Instructions to follow ▸
Turn the entries from the line with "the girl's blue" to the line with "[[149, 162]]" into a two-column CSV with columns request and answer, one row per request. Put each field in quotes and replace any line breaks with spaces.

Pointing dataset entries ▸
• • • • •

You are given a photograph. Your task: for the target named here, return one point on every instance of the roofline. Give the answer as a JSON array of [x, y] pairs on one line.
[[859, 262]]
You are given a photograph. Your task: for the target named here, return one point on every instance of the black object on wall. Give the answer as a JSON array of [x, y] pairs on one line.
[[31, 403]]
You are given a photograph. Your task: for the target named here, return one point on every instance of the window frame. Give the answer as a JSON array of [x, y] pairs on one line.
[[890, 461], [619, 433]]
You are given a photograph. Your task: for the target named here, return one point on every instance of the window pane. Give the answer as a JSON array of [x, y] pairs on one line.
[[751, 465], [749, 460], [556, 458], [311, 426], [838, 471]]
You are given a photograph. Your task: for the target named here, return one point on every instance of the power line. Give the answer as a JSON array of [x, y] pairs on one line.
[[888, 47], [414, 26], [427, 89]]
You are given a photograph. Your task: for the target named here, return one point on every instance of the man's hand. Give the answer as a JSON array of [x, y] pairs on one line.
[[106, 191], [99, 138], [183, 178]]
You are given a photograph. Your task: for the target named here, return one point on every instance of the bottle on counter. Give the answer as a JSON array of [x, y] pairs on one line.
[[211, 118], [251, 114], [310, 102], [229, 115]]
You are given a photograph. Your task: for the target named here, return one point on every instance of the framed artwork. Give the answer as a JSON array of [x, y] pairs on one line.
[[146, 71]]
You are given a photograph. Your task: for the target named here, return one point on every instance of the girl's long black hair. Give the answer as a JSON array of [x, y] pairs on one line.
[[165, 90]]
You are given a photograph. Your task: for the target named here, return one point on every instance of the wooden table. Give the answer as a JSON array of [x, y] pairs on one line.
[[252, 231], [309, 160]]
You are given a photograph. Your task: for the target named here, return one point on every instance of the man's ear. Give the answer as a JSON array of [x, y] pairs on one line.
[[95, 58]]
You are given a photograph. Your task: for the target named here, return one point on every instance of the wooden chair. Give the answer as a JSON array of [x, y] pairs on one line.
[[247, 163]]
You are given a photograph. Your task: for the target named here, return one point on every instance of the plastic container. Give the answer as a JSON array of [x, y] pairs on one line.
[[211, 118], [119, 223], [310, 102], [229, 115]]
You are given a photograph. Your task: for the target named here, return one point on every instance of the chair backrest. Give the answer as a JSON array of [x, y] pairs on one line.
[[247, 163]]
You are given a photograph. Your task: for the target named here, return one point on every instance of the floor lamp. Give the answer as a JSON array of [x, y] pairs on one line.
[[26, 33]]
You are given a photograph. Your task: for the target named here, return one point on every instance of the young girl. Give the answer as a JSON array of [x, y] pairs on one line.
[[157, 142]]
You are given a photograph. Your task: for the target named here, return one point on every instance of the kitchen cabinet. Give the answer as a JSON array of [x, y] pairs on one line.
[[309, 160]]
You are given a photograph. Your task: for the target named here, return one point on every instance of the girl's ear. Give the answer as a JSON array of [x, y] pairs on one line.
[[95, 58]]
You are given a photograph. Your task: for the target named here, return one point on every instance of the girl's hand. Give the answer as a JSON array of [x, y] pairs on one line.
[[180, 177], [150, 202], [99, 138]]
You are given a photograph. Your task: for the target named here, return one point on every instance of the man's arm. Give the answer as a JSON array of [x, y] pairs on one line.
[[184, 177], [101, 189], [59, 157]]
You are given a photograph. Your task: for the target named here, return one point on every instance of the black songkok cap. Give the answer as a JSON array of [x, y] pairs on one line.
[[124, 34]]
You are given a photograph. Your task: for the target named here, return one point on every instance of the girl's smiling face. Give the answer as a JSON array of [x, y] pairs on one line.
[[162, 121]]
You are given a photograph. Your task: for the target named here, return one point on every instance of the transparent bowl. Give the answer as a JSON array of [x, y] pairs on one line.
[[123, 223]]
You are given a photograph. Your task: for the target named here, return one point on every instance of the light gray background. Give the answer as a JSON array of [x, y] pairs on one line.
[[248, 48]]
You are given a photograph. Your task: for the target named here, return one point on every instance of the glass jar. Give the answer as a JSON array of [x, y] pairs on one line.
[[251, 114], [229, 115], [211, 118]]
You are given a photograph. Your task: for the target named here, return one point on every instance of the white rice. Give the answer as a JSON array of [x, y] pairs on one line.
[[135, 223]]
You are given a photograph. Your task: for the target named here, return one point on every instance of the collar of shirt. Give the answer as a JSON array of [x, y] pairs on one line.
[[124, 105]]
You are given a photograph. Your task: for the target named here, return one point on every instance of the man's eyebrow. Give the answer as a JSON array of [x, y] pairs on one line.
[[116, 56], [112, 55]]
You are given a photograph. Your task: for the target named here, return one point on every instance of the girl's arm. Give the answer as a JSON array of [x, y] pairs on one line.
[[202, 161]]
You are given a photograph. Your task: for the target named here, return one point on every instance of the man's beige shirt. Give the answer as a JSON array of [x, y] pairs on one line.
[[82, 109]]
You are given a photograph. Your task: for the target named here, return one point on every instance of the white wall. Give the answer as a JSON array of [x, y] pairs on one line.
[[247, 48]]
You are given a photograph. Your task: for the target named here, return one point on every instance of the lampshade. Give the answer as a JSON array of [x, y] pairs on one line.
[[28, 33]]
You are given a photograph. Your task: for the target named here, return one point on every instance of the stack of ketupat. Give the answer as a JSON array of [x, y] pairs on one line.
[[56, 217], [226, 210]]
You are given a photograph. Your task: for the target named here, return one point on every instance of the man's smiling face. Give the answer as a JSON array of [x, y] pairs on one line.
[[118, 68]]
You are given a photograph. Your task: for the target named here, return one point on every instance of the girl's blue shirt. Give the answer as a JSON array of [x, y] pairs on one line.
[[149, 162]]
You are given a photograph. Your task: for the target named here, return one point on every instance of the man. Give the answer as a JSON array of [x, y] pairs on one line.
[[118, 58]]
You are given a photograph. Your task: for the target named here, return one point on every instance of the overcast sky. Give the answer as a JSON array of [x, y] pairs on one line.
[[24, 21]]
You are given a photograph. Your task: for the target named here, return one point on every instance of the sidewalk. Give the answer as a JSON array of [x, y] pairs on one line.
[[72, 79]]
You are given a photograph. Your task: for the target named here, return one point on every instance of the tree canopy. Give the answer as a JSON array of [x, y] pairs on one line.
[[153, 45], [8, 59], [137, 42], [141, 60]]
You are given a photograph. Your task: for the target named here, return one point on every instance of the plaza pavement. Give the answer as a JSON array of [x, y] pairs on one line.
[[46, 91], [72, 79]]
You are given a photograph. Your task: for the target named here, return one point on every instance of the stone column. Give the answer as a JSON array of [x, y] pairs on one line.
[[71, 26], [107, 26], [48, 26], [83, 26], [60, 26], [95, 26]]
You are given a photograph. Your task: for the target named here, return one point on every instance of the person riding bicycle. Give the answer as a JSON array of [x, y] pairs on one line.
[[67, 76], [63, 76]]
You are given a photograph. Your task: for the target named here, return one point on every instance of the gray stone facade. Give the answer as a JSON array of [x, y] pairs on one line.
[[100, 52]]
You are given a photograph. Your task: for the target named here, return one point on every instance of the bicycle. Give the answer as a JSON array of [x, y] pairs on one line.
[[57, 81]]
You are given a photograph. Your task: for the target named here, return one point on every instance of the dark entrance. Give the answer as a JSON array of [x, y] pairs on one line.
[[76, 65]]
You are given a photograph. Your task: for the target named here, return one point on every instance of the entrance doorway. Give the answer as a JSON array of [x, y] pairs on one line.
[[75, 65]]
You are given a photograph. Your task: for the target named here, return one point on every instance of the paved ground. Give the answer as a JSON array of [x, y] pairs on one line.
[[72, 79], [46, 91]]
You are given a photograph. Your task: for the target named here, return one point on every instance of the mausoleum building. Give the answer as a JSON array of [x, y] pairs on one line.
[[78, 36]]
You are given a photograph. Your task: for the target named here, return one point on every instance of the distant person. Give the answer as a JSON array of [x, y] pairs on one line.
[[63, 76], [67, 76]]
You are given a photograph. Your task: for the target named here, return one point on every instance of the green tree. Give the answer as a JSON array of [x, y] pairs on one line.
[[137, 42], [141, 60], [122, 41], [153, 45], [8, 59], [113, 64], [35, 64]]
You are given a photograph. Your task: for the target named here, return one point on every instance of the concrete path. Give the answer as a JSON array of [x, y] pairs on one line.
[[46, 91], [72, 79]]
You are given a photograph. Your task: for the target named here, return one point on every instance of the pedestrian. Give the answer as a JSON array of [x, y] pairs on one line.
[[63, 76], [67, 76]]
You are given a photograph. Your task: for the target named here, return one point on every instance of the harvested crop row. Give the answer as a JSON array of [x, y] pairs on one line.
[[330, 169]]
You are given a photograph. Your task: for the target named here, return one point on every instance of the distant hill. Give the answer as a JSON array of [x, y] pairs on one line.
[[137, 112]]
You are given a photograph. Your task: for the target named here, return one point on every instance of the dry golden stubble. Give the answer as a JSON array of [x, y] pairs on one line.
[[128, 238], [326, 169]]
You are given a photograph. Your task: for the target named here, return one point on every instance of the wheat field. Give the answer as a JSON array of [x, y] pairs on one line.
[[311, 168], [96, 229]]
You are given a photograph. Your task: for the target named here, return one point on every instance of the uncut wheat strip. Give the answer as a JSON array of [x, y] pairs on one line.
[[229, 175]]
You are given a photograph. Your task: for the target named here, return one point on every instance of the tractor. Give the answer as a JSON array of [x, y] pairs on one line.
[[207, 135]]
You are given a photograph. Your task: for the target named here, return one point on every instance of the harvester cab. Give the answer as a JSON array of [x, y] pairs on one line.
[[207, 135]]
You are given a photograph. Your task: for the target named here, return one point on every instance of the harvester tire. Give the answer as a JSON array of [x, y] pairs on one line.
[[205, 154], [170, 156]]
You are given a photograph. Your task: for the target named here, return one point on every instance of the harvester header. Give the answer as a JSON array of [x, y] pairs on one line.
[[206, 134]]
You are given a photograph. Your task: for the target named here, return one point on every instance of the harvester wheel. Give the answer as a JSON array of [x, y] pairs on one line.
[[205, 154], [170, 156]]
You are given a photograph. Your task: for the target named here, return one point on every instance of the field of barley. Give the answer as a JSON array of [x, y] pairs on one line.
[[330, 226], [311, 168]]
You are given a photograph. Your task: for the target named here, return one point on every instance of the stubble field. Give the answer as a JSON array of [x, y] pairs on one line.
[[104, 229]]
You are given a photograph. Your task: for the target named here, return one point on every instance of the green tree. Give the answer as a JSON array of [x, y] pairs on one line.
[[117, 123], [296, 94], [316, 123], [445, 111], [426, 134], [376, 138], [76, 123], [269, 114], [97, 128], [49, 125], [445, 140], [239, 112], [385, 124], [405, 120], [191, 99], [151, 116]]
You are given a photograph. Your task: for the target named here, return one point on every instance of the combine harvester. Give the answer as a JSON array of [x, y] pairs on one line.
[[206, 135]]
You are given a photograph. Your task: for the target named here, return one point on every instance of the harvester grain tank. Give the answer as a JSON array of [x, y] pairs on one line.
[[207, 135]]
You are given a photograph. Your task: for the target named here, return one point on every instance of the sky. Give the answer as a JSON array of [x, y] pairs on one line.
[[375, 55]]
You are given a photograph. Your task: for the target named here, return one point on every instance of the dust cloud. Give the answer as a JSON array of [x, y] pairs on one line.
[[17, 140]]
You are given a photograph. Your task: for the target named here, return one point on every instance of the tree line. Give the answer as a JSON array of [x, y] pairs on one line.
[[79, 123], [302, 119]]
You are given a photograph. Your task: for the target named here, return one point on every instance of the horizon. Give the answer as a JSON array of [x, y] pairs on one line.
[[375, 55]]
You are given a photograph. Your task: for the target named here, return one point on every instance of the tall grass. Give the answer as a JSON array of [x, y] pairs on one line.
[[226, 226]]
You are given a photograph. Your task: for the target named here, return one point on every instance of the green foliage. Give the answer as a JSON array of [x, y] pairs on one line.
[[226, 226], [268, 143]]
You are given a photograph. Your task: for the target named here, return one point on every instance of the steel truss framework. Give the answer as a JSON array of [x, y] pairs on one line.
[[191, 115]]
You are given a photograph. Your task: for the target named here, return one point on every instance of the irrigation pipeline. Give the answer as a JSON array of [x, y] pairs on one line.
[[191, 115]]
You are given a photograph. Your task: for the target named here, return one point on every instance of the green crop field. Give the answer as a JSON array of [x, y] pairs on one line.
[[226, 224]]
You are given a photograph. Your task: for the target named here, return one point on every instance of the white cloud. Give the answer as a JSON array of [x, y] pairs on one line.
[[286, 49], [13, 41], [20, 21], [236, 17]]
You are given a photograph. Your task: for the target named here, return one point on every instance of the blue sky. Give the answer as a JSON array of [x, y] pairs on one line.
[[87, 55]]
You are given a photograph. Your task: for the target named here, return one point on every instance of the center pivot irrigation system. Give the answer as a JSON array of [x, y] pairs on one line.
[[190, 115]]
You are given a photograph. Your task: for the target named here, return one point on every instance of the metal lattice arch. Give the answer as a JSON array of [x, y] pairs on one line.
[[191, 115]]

• • • • •

Task output ▸
request,answer
"You are given a photograph. Your task: for the target named here, return one point on every instance of the girl's blue shirt. Give the answer as a JSON array of [x, y] pairs on one line.","[[149, 162]]"